Copy out the items word for word, starting at the line that contains "Return one point per instance of the curved balcony" and ending with the last line of the items, including both ends.

Records from a collection:
=-=-=-=-=
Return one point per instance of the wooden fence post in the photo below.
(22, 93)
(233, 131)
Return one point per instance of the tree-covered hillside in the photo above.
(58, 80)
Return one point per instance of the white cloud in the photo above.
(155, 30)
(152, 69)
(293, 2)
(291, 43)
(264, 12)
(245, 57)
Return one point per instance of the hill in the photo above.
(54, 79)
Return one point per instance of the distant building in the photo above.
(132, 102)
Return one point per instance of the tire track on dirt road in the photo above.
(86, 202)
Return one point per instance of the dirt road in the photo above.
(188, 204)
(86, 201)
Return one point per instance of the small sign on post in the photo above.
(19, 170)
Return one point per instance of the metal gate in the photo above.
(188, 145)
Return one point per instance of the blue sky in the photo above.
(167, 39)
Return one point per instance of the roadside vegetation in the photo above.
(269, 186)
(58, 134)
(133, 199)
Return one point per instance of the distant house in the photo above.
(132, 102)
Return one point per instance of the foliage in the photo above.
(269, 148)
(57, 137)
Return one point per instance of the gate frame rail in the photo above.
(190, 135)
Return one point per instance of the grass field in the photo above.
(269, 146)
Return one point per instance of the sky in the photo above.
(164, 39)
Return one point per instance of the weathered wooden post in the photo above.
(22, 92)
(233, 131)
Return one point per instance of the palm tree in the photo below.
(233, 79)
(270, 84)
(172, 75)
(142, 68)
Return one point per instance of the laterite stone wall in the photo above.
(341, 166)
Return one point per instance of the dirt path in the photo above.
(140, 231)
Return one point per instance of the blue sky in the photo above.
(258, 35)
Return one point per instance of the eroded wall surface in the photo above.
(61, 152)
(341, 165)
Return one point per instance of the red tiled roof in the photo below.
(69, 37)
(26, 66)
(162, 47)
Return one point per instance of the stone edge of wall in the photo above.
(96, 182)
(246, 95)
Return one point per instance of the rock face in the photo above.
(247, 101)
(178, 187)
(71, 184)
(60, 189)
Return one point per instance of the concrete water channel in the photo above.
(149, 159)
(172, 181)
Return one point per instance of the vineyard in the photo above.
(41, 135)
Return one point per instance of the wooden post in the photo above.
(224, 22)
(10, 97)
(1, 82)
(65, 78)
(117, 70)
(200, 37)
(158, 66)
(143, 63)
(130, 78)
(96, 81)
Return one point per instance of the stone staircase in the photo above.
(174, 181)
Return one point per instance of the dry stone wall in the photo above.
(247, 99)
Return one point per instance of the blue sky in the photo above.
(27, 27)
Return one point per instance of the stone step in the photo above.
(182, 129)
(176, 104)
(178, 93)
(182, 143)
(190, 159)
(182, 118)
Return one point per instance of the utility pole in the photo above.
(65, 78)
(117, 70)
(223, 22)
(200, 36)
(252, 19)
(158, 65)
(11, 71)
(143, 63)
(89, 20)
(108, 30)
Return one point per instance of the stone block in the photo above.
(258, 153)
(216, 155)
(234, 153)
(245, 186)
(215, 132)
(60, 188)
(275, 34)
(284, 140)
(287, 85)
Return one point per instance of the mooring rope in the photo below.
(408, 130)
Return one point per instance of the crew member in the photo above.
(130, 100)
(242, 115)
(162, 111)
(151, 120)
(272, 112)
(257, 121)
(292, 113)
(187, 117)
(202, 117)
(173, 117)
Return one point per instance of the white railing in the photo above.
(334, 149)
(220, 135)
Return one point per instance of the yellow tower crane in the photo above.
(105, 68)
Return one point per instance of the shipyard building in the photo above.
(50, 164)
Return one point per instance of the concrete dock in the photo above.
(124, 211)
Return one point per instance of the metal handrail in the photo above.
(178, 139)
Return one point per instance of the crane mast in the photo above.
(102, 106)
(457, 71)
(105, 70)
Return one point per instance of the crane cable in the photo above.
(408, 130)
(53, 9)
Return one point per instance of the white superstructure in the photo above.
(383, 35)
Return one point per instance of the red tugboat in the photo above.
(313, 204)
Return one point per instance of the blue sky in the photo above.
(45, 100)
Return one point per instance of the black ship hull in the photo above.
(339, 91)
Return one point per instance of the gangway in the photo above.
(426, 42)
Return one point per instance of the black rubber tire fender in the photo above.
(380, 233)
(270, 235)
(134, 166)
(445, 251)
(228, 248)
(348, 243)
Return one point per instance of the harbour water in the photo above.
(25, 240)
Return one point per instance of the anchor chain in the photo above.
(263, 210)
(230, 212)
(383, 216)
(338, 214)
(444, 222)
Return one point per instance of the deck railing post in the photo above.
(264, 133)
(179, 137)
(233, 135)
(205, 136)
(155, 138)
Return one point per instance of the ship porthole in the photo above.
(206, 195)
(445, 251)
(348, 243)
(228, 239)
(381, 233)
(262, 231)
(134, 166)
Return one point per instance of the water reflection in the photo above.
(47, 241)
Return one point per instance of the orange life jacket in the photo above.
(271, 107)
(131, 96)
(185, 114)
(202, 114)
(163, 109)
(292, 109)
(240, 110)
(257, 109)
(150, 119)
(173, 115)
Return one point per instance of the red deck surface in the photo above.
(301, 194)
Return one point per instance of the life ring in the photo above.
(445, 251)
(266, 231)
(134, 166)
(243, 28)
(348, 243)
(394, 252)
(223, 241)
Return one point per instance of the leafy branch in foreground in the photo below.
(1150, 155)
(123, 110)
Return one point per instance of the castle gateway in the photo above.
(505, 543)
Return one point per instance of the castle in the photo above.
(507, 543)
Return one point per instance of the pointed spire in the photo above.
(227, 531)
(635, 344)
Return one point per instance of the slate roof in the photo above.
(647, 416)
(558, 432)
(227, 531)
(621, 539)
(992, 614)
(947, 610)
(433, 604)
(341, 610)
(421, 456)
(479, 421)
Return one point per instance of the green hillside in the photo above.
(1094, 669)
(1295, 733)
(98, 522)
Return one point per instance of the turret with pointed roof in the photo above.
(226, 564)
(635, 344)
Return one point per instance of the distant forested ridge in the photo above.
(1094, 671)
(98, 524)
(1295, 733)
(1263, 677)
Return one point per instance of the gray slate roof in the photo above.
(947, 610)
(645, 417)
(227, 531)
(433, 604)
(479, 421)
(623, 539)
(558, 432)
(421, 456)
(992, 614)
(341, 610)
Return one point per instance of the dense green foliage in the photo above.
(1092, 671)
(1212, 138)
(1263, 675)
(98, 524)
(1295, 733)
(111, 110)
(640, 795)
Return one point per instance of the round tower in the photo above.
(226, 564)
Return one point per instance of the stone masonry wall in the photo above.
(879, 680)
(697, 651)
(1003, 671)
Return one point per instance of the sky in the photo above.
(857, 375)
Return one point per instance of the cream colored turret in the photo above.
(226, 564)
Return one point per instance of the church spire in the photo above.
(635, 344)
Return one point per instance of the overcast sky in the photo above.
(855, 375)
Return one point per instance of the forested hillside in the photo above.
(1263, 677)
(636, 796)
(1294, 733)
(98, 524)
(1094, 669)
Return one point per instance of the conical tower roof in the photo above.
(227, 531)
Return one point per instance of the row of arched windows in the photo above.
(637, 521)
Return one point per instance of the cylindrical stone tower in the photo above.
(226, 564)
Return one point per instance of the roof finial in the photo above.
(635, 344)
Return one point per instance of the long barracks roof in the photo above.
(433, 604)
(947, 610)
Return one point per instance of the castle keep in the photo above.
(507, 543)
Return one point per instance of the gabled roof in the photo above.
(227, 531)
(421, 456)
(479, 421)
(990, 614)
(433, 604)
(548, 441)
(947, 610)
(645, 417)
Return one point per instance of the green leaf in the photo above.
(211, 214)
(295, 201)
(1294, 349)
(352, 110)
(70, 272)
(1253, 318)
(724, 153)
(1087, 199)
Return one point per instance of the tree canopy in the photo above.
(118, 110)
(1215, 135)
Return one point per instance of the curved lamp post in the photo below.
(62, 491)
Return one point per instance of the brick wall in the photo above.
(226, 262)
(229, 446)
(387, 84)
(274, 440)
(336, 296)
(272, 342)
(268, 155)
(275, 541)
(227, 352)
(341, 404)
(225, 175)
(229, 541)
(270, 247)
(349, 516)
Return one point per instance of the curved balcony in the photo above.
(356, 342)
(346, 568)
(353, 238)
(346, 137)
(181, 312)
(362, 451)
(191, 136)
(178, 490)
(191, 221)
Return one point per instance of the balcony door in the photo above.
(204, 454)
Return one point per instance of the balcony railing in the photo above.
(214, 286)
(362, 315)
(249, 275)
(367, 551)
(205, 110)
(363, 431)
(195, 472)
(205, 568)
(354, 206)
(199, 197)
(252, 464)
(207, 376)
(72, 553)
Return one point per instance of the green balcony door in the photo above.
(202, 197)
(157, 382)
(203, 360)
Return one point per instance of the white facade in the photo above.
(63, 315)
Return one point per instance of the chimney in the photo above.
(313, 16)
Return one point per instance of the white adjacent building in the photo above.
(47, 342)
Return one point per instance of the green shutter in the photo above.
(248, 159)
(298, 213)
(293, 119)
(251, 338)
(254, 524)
=-=-=-=-=
WRITTEN RESPONSE:
Return one point per instance of the curved balcony in the photo above.
(356, 342)
(346, 568)
(353, 238)
(346, 137)
(181, 312)
(362, 451)
(191, 136)
(178, 490)
(191, 221)
Return one point per instance of the balcony door in the photo above.
(204, 454)
Return one point per instance of the balcony railing in the photo above.
(214, 286)
(362, 315)
(249, 275)
(367, 551)
(205, 110)
(363, 431)
(195, 472)
(205, 568)
(354, 206)
(199, 197)
(252, 464)
(207, 376)
(72, 553)
Return one point per instance of the green balcony door in the photo above.
(202, 197)
(157, 382)
(203, 360)
Return one point per instance of the white facade in the photo above.
(63, 315)
Return one point per instance of the chimney in the photo above.
(313, 16)
Return one point per instance of the white adjacent building in the photo above.
(47, 342)
Return one point per instance of the green shutter in the photo above.
(248, 159)
(298, 213)
(293, 119)
(251, 338)
(254, 524)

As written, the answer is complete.